=== Texto dado ===

══════════════════════════════

Pablo Iglesias ha dicho que la fracasada rebelión de Juan Guaidó en Venezuela fue un intento de golpe de Estado. El líder de Podemos debería tener la suficiente prudencia como para no opinar de ese matadero social que es la revolución bolivariana. No es que no tenga razón calificando la reciente torpeza de la oposición: es que debería callarse por vergüenza retrospectiva.

La izquierda siempre ha padecido los efectos de una placentera doble moral a la hora de explicar los crímenes. La revolución bolivariana, asesorada por militares cubanos y rusos y hoy soportada por las bayonetas, no aguantaría un asalto mediático de tener sus dirigentes una ideología de derechas. Pero es una revolución socialista. Y esa palabra es como un bálsamo que produce ceguera.

══════════════════════════════

=== Información mostrada ===
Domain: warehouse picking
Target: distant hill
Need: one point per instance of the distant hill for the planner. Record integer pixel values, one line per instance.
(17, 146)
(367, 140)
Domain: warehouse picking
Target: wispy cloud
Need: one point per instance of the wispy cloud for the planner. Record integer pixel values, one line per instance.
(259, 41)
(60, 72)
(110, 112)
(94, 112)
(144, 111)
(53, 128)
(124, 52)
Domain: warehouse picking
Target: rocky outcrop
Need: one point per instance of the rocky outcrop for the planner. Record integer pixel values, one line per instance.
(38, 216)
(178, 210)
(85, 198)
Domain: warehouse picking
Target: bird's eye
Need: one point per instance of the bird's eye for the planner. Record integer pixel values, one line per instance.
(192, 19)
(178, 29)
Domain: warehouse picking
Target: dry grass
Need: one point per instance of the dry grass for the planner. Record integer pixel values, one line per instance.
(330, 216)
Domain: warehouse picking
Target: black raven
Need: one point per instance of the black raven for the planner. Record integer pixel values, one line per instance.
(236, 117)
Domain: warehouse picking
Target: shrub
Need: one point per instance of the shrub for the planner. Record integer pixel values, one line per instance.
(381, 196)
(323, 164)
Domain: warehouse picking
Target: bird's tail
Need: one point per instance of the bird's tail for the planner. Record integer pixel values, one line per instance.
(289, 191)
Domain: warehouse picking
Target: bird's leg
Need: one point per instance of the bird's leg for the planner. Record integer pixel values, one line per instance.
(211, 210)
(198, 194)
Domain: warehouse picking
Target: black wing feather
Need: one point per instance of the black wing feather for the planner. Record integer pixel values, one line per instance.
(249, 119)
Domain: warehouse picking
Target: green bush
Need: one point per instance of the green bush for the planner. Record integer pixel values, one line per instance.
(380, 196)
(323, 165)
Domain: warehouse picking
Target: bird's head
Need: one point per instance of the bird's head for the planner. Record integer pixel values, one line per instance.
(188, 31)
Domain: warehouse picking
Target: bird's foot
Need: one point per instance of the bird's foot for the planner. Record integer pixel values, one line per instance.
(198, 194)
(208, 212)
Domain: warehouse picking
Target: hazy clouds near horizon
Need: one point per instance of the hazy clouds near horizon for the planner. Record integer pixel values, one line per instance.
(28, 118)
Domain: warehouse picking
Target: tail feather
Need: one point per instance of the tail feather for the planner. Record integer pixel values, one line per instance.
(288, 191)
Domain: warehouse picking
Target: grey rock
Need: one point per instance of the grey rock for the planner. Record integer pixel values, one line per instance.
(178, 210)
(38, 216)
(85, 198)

══════════════════════════════

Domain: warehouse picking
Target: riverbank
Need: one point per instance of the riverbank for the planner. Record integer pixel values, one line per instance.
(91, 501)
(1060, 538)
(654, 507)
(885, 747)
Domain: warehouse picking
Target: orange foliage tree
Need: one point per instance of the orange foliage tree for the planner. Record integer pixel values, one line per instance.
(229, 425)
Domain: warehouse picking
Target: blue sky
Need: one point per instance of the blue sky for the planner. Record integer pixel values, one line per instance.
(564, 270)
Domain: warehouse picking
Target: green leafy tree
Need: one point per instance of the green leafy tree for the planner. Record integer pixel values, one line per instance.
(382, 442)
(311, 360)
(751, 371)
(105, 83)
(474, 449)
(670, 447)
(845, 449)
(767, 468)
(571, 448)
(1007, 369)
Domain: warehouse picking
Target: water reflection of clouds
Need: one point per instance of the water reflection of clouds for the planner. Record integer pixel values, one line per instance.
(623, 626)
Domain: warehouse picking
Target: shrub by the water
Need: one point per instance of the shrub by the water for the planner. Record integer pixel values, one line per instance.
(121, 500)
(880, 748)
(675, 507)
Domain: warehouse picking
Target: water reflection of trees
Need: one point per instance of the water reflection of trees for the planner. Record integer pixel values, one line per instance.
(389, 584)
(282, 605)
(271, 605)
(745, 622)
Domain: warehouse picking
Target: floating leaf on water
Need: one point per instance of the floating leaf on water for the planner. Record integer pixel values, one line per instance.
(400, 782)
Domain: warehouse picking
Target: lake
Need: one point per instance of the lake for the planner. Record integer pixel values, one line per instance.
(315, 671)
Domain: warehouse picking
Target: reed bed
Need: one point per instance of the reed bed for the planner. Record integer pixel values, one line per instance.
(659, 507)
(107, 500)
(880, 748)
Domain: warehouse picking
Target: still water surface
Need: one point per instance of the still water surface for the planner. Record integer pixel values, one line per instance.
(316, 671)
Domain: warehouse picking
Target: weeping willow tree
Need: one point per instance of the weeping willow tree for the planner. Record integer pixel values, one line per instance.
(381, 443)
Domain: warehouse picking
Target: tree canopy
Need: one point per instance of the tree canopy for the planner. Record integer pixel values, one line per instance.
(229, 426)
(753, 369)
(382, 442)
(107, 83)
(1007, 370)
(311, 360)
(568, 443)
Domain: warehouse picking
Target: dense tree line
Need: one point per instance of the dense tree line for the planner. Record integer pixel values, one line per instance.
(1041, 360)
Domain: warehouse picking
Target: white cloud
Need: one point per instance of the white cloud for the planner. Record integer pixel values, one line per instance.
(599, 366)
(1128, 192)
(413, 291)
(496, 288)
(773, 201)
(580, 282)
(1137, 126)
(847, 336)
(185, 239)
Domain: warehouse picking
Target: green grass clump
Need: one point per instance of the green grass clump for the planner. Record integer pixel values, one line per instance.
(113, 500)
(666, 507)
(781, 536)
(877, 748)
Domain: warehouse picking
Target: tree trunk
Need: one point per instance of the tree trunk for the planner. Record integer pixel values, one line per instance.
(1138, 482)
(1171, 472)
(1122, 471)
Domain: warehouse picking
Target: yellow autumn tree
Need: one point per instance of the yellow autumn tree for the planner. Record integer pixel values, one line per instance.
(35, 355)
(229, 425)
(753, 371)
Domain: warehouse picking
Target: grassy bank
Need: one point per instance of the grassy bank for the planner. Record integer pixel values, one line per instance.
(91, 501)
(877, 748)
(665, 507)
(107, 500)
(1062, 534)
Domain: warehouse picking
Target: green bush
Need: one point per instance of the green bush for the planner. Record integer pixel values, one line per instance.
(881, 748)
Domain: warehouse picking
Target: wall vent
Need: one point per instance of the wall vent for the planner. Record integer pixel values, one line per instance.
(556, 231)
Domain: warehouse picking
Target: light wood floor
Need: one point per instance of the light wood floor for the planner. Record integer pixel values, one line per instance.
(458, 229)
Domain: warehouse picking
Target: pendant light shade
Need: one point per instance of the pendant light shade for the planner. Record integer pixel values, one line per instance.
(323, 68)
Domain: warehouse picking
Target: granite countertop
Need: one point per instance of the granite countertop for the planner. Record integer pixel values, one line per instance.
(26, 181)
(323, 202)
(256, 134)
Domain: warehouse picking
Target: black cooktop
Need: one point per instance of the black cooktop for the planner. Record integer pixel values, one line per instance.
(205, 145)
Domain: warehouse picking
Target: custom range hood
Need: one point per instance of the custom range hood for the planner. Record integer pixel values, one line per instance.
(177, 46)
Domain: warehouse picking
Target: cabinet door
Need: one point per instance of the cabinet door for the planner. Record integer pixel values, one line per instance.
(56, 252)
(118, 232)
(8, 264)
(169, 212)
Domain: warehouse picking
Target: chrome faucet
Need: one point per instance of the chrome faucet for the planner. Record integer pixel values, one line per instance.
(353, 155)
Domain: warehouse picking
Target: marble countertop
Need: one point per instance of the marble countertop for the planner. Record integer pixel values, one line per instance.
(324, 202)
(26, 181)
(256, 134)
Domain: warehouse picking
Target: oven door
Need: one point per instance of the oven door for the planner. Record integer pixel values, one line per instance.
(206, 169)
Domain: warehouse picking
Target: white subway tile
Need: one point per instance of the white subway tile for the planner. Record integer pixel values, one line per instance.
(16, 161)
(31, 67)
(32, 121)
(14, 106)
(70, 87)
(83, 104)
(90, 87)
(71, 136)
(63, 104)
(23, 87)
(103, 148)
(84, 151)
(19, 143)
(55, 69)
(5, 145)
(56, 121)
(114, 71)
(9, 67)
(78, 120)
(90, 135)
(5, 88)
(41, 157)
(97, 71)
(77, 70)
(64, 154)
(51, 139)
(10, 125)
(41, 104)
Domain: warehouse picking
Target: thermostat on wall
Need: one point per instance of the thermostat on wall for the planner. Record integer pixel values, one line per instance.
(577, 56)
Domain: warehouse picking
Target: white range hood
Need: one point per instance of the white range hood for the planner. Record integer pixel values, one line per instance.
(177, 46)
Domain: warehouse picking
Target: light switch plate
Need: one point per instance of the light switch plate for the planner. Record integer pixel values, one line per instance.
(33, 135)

══════════════════════════════

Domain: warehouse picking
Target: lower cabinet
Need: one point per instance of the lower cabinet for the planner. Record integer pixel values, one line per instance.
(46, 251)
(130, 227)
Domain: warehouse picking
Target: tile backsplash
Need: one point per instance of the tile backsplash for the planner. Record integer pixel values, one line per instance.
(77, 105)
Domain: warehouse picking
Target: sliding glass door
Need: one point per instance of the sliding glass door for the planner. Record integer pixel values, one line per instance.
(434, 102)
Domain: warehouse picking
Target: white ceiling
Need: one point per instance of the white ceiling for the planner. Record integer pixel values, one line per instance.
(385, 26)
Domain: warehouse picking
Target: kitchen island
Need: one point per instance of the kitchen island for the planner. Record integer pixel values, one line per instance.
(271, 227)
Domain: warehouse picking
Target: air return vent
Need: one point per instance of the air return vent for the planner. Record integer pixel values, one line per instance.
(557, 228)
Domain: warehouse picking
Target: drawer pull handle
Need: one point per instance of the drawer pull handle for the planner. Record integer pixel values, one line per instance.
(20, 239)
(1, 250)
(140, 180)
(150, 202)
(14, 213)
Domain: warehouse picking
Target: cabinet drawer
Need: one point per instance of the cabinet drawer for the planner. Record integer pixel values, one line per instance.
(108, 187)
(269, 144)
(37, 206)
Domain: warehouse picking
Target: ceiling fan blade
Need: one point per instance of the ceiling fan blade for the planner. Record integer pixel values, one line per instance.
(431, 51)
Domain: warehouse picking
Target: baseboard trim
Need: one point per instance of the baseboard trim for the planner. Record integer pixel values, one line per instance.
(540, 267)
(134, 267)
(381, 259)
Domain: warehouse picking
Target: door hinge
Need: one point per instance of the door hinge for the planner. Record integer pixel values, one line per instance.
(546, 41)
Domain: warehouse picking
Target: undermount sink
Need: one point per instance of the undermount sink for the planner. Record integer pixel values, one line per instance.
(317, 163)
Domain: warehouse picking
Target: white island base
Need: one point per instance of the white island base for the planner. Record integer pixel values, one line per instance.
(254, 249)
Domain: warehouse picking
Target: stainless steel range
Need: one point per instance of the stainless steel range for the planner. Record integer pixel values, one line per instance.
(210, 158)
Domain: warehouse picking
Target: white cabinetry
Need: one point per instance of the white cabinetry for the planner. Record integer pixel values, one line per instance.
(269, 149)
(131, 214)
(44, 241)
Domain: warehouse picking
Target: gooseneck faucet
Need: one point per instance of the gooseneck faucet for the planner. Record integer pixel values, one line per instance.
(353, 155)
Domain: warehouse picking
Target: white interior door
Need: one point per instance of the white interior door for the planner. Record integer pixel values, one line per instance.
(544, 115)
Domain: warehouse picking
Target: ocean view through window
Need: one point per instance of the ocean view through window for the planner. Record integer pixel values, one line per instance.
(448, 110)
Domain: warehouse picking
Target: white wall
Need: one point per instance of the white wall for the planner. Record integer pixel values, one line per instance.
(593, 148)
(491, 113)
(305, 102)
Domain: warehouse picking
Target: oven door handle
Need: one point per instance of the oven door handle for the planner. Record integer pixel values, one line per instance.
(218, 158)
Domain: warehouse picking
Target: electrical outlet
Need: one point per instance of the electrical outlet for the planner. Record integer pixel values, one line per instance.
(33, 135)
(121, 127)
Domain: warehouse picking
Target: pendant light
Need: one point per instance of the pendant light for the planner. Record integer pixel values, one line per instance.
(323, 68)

══════════════════════════════

Escribe la continuación del texto sobre Pablo Iglesias y la revolución bolivariana, empezando después de su última oración.

Es una revolución que ha permitido el expolio de miles de millones de dólares robados por la plana mayor del chavismo y por empresarios afines al régimen que han amasado fortunas. Miles de millones robados en contratos pagados por la empresa nacional de petróleos y pagados en comisiones por empresas extranjeras. Una revolución que tiene chinches que le han sorbido la sangre hasta con el precio de compra de las cajas de los CLAP.

Es una revolución que ha conducido al país a la ruina económica. Venezuela no produce nada, no comercializa nada, no tiene recursos para comprar nada. Es un país arruinado y reseco. Chávez expropió a la fuerza a los productores agrarios, convencido de que el Estado era capaz de hacer las cosas muchísimo mejor que los privados. Y como siempre ha ocurrido con el comunismo, terminó hundiendo sin remedio al sector primario y desabasteciendo las tiendas. El viejo sueño de siempre convertido en la misma pesadilla de siempre. Hambre en las casas y prosperidad en la mesa de los dirigentes que se otorgan a sí mismos los mejores privilegios.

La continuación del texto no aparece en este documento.